Your task is to reproduce exactly the lines from the line with "of the sandy" through the end of the records below.
* Start Input records *
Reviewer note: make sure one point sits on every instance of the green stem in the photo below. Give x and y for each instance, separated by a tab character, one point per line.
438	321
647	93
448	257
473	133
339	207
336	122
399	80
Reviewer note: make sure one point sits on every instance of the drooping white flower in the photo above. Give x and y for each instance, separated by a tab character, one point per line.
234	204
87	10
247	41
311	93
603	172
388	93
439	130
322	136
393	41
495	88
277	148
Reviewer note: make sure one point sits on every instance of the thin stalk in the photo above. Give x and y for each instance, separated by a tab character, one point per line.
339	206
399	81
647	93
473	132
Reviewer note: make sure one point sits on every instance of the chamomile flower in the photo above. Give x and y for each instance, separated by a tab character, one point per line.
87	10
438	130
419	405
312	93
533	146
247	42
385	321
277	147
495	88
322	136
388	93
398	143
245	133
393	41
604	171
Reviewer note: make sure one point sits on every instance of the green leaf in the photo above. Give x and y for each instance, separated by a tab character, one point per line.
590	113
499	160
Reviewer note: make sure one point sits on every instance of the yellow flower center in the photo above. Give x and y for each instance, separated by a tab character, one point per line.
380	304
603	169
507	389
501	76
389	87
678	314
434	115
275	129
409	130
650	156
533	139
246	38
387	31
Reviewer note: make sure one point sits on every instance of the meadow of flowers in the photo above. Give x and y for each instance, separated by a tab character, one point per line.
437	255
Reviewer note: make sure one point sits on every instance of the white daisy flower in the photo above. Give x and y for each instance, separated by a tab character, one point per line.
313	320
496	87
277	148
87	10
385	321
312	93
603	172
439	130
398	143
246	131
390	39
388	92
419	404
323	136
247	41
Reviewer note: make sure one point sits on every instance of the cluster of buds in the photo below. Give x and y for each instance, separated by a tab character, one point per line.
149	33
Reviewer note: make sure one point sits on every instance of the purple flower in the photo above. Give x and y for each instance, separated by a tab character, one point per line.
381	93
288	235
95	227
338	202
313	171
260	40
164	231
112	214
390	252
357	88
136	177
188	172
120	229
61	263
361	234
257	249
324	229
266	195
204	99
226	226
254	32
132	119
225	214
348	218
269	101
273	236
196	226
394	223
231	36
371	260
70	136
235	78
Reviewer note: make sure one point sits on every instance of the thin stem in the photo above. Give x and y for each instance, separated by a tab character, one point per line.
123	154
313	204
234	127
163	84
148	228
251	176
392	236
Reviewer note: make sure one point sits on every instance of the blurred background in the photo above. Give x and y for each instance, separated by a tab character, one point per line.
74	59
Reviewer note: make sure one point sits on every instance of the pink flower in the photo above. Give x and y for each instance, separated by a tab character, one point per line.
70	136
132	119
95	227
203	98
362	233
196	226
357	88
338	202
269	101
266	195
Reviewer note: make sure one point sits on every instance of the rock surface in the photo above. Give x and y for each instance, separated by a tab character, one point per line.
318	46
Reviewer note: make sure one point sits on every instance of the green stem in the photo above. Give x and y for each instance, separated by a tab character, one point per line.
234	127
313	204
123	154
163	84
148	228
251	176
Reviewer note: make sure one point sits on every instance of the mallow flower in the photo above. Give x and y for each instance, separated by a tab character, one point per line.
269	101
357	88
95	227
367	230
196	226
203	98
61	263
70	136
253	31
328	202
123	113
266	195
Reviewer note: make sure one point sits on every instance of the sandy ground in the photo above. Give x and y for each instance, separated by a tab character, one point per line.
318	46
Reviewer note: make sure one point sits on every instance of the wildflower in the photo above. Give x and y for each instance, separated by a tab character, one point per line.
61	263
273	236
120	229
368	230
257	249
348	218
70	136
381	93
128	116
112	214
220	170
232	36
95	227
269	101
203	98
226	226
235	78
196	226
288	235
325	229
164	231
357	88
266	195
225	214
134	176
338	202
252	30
* End Input records *
## The completed task
Reviewer note: make sure one point sits on every instance of the sandy ground in the photo above. Give x and y for each instance, separated by a tab character, one point per line.
318	46
Reviewer note: make sure one point sits on every instance of the wildflower in the photo above. Give x and y for each instance, separated by a tab character, one point per line.
61	263
273	236
120	229
368	230
257	249
348	218
70	136
381	93
128	116
112	214
220	170
232	36
95	227
269	101
203	98
226	226
235	78
196	226
288	235
325	229
164	231
357	88
266	195
225	214
134	176
338	202
252	30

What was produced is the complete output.